(SUPPLIED INFORMATION)

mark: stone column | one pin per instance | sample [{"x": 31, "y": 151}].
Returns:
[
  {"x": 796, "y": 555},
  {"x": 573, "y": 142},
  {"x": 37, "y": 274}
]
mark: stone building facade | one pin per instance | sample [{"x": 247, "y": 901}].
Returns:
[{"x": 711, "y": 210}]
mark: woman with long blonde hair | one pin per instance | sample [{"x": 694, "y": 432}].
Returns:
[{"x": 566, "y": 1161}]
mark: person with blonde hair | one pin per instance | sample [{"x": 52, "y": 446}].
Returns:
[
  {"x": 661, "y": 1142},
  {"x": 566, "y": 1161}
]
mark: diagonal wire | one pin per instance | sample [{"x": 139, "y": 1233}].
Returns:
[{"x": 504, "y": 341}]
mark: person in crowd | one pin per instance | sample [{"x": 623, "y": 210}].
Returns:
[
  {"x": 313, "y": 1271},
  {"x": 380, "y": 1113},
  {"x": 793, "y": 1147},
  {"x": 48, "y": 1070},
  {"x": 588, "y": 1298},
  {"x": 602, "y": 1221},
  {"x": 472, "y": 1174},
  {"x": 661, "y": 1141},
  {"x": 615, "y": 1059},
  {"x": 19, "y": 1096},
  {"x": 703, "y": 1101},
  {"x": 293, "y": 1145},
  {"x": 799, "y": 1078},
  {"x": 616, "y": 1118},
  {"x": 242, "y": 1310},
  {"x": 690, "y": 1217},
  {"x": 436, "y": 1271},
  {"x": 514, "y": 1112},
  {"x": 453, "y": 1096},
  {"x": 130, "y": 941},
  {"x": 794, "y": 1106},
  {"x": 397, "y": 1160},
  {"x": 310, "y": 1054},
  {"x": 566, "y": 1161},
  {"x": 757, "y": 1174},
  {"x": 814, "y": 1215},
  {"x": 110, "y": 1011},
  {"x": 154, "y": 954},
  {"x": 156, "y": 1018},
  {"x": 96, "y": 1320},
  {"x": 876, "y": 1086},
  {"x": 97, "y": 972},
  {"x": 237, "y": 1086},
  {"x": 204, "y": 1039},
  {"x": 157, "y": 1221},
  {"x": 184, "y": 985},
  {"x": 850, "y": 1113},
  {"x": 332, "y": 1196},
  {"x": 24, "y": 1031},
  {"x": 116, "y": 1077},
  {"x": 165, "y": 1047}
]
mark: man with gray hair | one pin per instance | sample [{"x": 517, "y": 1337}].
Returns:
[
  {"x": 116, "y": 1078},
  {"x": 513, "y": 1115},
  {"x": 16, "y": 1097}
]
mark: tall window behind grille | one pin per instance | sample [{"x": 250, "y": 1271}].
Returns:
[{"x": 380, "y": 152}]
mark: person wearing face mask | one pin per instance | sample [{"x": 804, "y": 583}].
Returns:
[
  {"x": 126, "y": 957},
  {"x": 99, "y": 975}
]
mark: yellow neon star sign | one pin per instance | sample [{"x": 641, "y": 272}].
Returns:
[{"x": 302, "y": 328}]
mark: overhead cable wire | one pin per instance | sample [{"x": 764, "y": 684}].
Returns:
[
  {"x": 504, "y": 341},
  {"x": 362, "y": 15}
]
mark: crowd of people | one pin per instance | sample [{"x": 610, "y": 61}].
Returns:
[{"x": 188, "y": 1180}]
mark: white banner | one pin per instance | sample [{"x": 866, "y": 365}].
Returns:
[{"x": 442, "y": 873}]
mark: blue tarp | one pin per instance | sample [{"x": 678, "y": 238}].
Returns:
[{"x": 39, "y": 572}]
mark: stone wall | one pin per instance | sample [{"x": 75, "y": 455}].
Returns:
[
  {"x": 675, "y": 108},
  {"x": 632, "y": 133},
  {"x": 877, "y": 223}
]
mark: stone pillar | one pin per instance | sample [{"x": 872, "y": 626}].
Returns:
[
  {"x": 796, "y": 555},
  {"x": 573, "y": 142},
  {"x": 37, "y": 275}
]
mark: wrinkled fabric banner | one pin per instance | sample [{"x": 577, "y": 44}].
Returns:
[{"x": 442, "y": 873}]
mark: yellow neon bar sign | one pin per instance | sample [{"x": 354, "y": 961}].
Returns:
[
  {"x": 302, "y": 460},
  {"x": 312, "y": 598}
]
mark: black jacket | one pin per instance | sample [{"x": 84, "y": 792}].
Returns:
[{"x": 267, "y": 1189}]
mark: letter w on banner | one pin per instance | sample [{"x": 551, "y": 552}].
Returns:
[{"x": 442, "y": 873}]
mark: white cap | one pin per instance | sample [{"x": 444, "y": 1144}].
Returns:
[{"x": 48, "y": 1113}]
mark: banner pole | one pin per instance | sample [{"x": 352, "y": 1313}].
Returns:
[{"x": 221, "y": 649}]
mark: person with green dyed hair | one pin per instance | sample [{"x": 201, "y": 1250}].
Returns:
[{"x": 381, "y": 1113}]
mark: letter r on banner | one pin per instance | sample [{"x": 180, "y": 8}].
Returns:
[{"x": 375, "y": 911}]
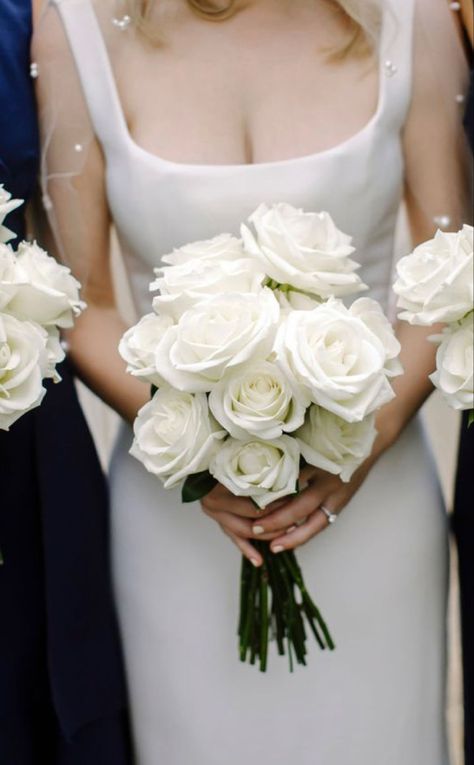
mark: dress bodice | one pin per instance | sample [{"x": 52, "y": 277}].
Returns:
[
  {"x": 18, "y": 125},
  {"x": 157, "y": 204}
]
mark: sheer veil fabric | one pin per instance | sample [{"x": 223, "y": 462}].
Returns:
[{"x": 380, "y": 574}]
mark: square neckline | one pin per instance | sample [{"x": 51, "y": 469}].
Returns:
[{"x": 200, "y": 167}]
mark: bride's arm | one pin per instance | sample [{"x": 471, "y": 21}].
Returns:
[{"x": 436, "y": 186}]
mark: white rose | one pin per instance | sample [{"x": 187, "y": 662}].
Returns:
[
  {"x": 54, "y": 354},
  {"x": 8, "y": 286},
  {"x": 47, "y": 291},
  {"x": 454, "y": 364},
  {"x": 304, "y": 250},
  {"x": 23, "y": 360},
  {"x": 219, "y": 248},
  {"x": 435, "y": 282},
  {"x": 183, "y": 286},
  {"x": 175, "y": 435},
  {"x": 371, "y": 313},
  {"x": 332, "y": 444},
  {"x": 338, "y": 358},
  {"x": 294, "y": 300},
  {"x": 139, "y": 344},
  {"x": 262, "y": 470},
  {"x": 221, "y": 332},
  {"x": 257, "y": 400},
  {"x": 7, "y": 204}
]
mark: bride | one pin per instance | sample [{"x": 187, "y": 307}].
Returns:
[{"x": 173, "y": 120}]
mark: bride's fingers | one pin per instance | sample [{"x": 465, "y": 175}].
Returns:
[
  {"x": 292, "y": 513},
  {"x": 316, "y": 523},
  {"x": 246, "y": 548}
]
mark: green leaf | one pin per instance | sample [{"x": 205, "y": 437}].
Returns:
[{"x": 196, "y": 486}]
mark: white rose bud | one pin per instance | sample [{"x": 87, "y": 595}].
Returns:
[
  {"x": 23, "y": 360},
  {"x": 262, "y": 470},
  {"x": 294, "y": 300},
  {"x": 139, "y": 344},
  {"x": 7, "y": 205},
  {"x": 8, "y": 286},
  {"x": 258, "y": 400},
  {"x": 183, "y": 286},
  {"x": 47, "y": 293},
  {"x": 454, "y": 364},
  {"x": 332, "y": 444},
  {"x": 304, "y": 250},
  {"x": 339, "y": 359},
  {"x": 435, "y": 282},
  {"x": 219, "y": 248},
  {"x": 175, "y": 435},
  {"x": 371, "y": 313},
  {"x": 54, "y": 354},
  {"x": 221, "y": 332}
]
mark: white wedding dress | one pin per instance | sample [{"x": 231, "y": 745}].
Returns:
[{"x": 379, "y": 575}]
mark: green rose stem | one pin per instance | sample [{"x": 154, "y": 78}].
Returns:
[{"x": 290, "y": 608}]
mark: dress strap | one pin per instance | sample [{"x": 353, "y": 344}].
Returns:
[
  {"x": 94, "y": 68},
  {"x": 396, "y": 61}
]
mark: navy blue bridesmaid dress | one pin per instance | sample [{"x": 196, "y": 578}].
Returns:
[
  {"x": 463, "y": 522},
  {"x": 62, "y": 693}
]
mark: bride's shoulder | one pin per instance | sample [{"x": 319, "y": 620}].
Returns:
[{"x": 49, "y": 31}]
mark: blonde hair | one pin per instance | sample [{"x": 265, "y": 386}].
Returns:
[{"x": 363, "y": 19}]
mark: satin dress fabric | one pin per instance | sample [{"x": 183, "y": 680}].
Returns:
[
  {"x": 463, "y": 524},
  {"x": 379, "y": 574},
  {"x": 62, "y": 688}
]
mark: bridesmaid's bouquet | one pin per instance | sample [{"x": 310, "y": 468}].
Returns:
[
  {"x": 435, "y": 284},
  {"x": 38, "y": 297},
  {"x": 257, "y": 367}
]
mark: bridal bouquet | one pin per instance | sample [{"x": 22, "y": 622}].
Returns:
[
  {"x": 435, "y": 284},
  {"x": 256, "y": 368},
  {"x": 38, "y": 297}
]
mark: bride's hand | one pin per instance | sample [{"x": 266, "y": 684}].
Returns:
[
  {"x": 301, "y": 518},
  {"x": 237, "y": 516}
]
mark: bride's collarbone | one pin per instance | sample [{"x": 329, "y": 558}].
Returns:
[{"x": 221, "y": 105}]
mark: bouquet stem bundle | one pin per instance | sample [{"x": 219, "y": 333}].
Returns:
[{"x": 274, "y": 602}]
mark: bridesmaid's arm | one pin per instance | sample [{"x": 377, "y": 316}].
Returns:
[{"x": 80, "y": 219}]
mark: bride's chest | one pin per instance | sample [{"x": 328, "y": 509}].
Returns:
[{"x": 228, "y": 105}]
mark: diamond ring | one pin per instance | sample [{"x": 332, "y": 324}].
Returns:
[{"x": 332, "y": 517}]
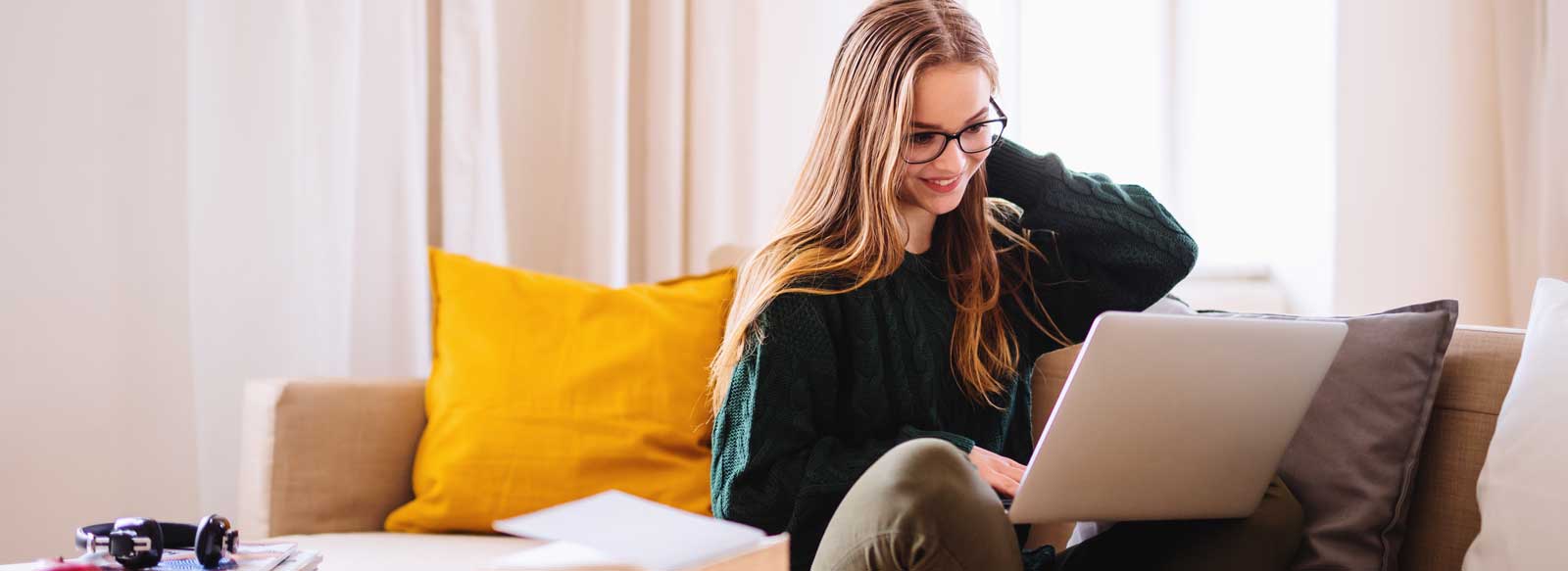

(End SUPPLIED INFORMATION)

* [WHAT TO WORK ON]:
The lines to return are those holding the string "fabric" anywhere in the listing above.

* [EXERCISE SOLUTION]:
mark: wrinkled fabric banner | one pin per instance | sample [{"x": 577, "y": 44}].
mark: sheer veil fabric | one pin per instance | sample [{"x": 223, "y": 462}].
mark: satin dress fabric | one pin per instance | sample [{"x": 183, "y": 680}].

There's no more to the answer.